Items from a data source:
┄┄┄┄┄┄┄┄┄┄┄┄┄┄┄┄┄┄┄┄

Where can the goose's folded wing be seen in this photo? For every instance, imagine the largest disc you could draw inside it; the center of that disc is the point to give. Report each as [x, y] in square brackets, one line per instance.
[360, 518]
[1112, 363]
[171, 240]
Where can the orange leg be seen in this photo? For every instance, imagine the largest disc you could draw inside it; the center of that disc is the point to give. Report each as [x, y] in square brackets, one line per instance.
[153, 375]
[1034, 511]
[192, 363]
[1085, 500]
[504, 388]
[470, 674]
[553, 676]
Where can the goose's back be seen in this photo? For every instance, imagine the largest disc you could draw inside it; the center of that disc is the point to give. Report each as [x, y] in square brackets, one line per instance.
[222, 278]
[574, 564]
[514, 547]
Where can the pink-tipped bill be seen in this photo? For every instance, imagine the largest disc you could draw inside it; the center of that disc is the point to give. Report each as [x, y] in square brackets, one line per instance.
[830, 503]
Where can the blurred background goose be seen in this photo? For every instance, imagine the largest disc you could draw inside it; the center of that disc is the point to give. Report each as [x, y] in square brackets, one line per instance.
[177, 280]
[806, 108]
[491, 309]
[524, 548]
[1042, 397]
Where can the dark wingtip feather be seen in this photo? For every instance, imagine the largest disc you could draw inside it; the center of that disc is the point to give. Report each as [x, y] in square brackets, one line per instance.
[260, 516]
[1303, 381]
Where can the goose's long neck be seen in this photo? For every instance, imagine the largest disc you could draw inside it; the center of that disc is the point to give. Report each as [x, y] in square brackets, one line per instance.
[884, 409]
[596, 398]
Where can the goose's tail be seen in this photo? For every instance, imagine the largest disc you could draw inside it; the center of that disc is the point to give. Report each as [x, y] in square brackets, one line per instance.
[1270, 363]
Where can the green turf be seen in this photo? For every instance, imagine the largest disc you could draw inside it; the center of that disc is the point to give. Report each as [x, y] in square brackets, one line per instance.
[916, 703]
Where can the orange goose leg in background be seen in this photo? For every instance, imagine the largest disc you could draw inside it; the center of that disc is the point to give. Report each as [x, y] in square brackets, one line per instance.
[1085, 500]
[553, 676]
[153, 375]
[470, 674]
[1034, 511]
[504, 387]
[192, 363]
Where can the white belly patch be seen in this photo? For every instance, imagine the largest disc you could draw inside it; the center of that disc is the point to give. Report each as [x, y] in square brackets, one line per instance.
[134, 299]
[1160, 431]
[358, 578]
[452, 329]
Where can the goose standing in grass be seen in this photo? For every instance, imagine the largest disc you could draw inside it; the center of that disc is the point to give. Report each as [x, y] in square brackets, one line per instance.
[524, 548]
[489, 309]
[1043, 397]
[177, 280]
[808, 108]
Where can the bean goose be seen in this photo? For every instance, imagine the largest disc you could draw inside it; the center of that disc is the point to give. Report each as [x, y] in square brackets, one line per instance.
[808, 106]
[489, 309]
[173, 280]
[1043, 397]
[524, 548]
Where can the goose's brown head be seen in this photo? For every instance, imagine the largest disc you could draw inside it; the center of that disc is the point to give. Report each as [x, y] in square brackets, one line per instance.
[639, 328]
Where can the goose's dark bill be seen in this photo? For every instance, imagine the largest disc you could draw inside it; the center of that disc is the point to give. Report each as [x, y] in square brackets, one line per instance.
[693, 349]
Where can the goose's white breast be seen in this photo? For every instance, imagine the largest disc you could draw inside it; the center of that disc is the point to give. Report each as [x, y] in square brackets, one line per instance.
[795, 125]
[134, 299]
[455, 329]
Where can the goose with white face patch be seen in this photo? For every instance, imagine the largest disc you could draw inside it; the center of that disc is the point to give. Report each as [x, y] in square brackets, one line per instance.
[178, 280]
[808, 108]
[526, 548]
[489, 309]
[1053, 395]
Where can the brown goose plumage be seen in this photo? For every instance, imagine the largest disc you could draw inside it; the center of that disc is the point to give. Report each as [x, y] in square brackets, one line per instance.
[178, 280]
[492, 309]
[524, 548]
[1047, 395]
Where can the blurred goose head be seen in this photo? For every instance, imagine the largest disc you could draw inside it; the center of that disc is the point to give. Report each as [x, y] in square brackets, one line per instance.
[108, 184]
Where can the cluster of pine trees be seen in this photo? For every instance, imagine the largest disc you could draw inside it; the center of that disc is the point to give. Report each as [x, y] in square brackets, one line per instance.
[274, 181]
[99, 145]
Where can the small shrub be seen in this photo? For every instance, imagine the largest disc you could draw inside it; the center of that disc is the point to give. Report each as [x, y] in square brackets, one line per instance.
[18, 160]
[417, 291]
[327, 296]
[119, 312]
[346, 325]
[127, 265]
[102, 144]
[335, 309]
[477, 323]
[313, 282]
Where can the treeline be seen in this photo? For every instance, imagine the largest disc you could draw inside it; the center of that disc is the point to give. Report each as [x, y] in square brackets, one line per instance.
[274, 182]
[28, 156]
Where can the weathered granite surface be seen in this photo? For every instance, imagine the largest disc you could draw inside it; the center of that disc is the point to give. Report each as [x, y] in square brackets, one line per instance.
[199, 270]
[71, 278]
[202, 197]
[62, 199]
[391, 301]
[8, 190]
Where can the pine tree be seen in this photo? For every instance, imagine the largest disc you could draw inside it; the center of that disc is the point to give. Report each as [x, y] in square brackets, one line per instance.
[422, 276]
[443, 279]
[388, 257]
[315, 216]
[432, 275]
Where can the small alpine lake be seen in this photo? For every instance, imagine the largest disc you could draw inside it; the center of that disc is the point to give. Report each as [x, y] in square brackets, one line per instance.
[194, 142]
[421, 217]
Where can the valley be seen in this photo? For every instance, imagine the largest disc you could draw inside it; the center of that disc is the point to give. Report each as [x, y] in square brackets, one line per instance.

┄┄┄┄┄┄┄┄┄┄┄┄┄┄┄┄┄┄┄┄

§ Problem details:
Reproduce every item above, substituting "biggest circle" for each occurrence of "largest disc" and leaving all other text unchanged.

§ Task solution:
Where can the goose's folded wing be seen in this photo? For every instance, imagine the biggest circle you could draw inside it; the center of that disc is the point to give. Report each as [x, y] in square brackets, one line per instance.
[360, 518]
[1112, 363]
[171, 240]
Where can the orange leg be seen in this photo? For every instance, imagine the biggest circle you could draw inside it; the center of that disc is the point to give. Report each as [x, y] in square brackets, one line per instance.
[153, 375]
[1034, 511]
[192, 363]
[1085, 500]
[504, 388]
[470, 674]
[553, 676]
Where can the goose's back be seen in this photo? For every instance, imagine the biggest circle you could draw inside it; the center of that disc is the point to give. Report each as [x, y] in square brackets, one line per instance.
[222, 278]
[574, 564]
[514, 547]
Where can the pink-tipped bill be seen in this photo? For every instance, imagine the biggest circle you could draw inside it; the center of that disc is the point to give. Report each as [x, y] in square brackets, one line per instance.
[830, 503]
Where can the blurred background goose be seen in this photo? For every instance, imagine the biggest circle you could draw inside it; the center of that disc is the point to give. Report each as [x, y] in square brackets, one line per instance.
[177, 280]
[806, 108]
[491, 309]
[524, 548]
[1042, 397]
Where can the dark wingtip feather be seen in this photo? For every instance, imagine the biggest circle you could draw inside it; the center of that disc is the point to give. Report each as [x, y] in square brackets, one line per instance.
[260, 516]
[1303, 381]
Where can the goose's long neck be seen in this photo? For every instance, imagine the biggest circle you could draw inside it; the center of that disc is the point to give. Report each as [x, y] in square brackets, one line per instance.
[884, 409]
[596, 398]
Where can the goose's tail be seen in this photo? For every instance, imagine the biggest circle you could draw inside it; the center of that disc is the point to give. Report each as [x, y] in square brackets, one line per instance.
[1270, 363]
Where can the green turf be seen in this photo? For every instance, imagine the biggest circle you could draw inside it; the center of that disc is the point to give. Report each as [x, y] in square brackets, one line per instance.
[916, 703]
Where can the orange goose leg in background be seen in this photo? For every instance, imagine the biggest circle you could draw inside it; the center of that disc is the point to give. Report each as [x, y] in square brackets, one line per instance.
[1085, 500]
[553, 676]
[153, 375]
[470, 674]
[1034, 511]
[504, 387]
[192, 363]
Where can the white belly patch be seen in this photo? For every instance, imagine the biggest circle you could draw inside it; the center of that disc is the point to give. Report each as [x, y] in square brackets, one line per instance.
[134, 299]
[1160, 431]
[358, 578]
[452, 329]
Where can the goose standing in grass be seen in this photo? For every instance, imagine the biggest circle you could draw inside it; the center of that disc is the point to give. Report each as [x, y] in square brackets, one line per instance.
[524, 548]
[489, 309]
[1043, 397]
[177, 280]
[808, 108]
Where can the bean goose be seen in this photo? For every instance, imagine the biggest circle you could draw inside it; the center of that disc is the point to give. Report each as [x, y] in square brackets, one line per instance.
[808, 106]
[489, 309]
[173, 280]
[1043, 397]
[524, 548]
Where can the goose's brown head be seen in this photo? For every instance, imagine the biggest circle you could draw inside it; the center of that disc is the point to give. Report each as [x, y] in square brackets, one line per instance.
[639, 328]
Where can the goose's dark bill be seen in this photo? For every instance, imagine the biggest circle you could draw inside it; the center of that disc is the point to give. Report each as [x, y] in square brackets, one line per instance.
[693, 349]
Where can the goose's white breast be seen in this photo? For every instance, imagine the biggest circle you could draw inside it; the center of that disc is the point to give. Report each as [x, y] in square brackets, one line per instance.
[795, 125]
[134, 299]
[455, 329]
Where can the goose with white face patch be seen in this photo? For every instance, imagine the biggest circle you could draw inside it; the center of that disc is the point to give. Report each as [x, y] in square brackets, one line per instance.
[178, 280]
[808, 108]
[526, 548]
[489, 309]
[1053, 395]
Where can the brown goose plumage be seen in this photo? For every instance, imagine the biggest circle you could draw inside it; the center of that disc is the point to give. Report each as [x, y] in square brackets, one line per instance.
[178, 280]
[492, 309]
[524, 548]
[1047, 395]
Where can the blurred goose head be seen in this photo? For every instance, imagine the biggest circle you could draw inside it; the center of that disc is the point to give. Report each as [x, y] in square brackets, one line per instance.
[108, 184]
Where can the cluster of pine trees be seen in this photo? For every instance, imagine the biggest circle you could draw inside it; the center of that disc is the point to give. Report each as [x, y] in square brackets, one line per instance.
[274, 181]
[99, 145]
Where can the small shrub be seen in this photo? For every instance, imagine the biggest circle you could draw inside it; the center of that disc is the point to give. Report each as [x, y] in square brackets, one line per instance.
[18, 160]
[417, 291]
[327, 296]
[119, 312]
[346, 325]
[127, 265]
[102, 144]
[335, 309]
[477, 323]
[313, 282]
Where can the treeline be seen in this photo? For every instance, imagine the biggest circle you could draw inside it; the center of that disc is the point to give. Report each as [x, y] in square brackets, one line per instance.
[274, 182]
[28, 156]
Where can the weathered granite surface be seen in this photo? For every instance, imagine the biggest circle you could draw inside it; the center of that disc is the point to give. Report each as [x, y] in square brackets, one line per instance.
[199, 270]
[71, 278]
[202, 197]
[62, 199]
[391, 301]
[8, 190]
Where can the pine tree be seen in this photo? For every instance, imagine the biggest circle you could draw inside it; the center of that disc is the point to give. Report each as [x, y] in square brackets, one line per instance.
[422, 276]
[443, 279]
[388, 257]
[315, 216]
[432, 275]
Where can the small alpine lake be seen in this photo? For every instance, imagine the biggest circle you could draw inside it; the center of that disc is the point to give. Report each as [x, y] in square brackets, one line per instance.
[194, 142]
[421, 217]
Where can the valley be seen in this photo? For every instance, imagine the biggest circle you could draw inside it; the center of that disc is the point to give. Report each as [x, y] in square brackets, one line per instance.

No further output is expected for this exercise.